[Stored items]
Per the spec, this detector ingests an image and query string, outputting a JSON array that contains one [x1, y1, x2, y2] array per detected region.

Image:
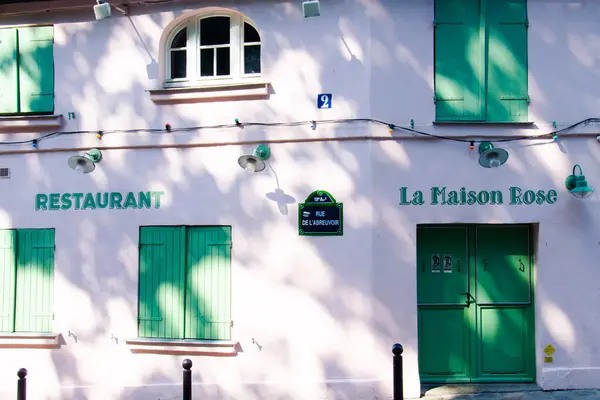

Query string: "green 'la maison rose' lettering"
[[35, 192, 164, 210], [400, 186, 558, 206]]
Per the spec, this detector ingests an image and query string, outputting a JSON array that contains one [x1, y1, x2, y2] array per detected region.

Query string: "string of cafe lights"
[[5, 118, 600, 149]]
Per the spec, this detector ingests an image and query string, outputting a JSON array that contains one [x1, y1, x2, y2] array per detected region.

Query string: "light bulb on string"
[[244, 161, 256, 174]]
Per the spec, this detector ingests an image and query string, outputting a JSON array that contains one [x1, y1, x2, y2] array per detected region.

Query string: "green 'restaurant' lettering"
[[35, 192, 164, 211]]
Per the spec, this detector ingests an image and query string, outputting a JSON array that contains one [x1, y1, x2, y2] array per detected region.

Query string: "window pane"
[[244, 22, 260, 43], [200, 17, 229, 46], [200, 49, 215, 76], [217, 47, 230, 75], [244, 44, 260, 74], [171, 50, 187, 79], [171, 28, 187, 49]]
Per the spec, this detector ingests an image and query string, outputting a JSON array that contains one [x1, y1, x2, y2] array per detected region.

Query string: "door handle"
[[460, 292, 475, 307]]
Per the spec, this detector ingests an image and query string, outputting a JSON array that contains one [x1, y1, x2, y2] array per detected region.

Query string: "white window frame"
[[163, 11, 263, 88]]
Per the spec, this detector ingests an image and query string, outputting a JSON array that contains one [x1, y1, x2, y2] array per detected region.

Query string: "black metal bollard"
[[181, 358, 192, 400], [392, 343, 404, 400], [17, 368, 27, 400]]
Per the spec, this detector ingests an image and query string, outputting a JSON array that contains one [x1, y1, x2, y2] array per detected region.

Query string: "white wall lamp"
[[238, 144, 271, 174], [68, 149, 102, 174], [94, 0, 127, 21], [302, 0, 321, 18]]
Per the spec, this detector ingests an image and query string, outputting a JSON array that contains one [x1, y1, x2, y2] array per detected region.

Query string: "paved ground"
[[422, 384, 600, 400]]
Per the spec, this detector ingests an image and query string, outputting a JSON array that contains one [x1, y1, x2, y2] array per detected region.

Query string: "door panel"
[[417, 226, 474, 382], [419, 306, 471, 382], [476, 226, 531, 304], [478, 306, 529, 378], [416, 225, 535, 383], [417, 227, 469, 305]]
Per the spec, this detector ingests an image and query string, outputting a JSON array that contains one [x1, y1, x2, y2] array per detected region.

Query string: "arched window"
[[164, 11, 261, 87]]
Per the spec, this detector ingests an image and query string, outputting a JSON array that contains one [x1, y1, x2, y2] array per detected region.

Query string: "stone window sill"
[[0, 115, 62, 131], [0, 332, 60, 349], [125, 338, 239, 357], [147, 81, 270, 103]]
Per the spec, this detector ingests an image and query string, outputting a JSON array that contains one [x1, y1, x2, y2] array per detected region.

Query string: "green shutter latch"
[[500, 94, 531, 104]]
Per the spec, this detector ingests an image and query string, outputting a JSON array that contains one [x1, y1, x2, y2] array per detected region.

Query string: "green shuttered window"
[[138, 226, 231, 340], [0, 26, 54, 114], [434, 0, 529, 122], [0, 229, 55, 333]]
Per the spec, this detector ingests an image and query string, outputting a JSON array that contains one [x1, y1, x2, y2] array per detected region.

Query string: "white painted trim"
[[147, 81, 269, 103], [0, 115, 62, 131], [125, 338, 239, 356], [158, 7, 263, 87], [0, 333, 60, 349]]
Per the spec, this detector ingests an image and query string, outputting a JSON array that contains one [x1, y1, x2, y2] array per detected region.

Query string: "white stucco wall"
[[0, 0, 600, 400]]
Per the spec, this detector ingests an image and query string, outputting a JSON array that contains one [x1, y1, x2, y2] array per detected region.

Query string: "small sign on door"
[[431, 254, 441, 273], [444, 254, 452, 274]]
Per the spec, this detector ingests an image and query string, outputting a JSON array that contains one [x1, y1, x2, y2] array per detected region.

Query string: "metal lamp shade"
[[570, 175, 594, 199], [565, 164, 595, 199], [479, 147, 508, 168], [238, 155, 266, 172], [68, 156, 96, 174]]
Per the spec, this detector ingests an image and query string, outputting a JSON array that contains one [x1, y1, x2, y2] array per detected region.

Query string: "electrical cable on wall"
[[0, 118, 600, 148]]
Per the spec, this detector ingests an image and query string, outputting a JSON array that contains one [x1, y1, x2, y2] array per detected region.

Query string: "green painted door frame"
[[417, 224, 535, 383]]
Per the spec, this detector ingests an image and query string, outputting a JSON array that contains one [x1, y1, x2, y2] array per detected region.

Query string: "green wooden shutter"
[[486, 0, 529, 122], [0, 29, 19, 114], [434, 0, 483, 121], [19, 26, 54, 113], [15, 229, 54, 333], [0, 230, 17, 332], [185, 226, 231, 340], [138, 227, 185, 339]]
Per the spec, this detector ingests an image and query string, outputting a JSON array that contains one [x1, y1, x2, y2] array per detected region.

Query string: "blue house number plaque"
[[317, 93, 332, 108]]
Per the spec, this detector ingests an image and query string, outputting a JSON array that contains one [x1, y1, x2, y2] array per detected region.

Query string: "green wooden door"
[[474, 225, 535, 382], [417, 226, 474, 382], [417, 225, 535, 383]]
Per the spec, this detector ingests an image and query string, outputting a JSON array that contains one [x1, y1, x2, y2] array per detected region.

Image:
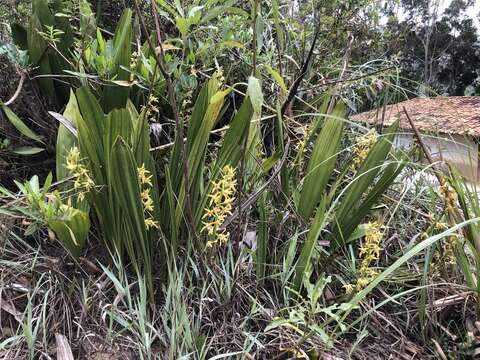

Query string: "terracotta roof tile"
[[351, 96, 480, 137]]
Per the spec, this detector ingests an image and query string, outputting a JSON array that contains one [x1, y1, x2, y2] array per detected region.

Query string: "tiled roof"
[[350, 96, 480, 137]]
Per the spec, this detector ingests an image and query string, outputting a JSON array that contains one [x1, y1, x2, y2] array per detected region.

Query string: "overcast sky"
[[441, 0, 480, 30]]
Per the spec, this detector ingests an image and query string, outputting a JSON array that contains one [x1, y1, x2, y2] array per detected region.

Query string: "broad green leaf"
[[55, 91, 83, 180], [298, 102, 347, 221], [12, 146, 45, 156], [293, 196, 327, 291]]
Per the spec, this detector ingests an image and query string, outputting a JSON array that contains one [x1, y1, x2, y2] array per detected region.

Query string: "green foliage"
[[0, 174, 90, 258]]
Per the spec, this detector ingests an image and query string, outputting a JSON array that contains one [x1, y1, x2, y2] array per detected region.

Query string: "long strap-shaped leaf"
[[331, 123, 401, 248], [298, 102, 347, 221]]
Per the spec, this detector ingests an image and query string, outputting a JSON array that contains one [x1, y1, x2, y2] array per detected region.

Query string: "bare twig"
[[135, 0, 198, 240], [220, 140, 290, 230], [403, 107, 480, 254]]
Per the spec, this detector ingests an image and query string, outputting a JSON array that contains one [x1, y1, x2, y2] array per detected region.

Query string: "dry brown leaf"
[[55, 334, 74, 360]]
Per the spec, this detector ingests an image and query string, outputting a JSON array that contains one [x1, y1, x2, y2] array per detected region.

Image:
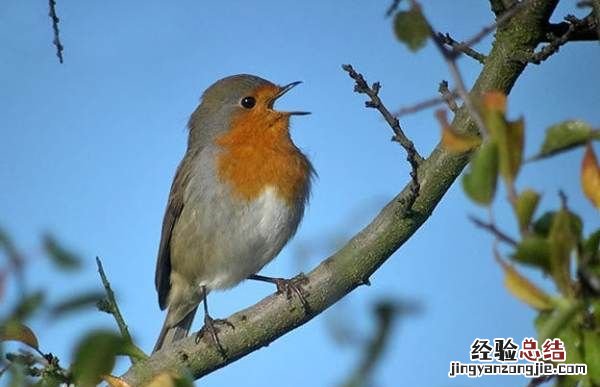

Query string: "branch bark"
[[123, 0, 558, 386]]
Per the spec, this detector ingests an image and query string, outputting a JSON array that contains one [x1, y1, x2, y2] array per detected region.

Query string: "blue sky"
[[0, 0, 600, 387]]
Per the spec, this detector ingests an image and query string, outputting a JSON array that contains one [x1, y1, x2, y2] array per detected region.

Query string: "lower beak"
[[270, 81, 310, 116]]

| What to work on |
Could you rename "detector" to "locator" in the entries above, starting at the beginning of the entries and ending at the line containing "[[35, 192, 164, 210], [400, 186, 558, 206]]", with everything else unchanged and the pictures left out?

| Final result |
Per the spec, this locator ingests an image and query string, outputting a JSON array that contains one [x1, y1, x2, y2] array per detected region.

Image:

Query string: "green 'la maison rose' lettering"
[[35, 192, 164, 210], [400, 186, 558, 206]]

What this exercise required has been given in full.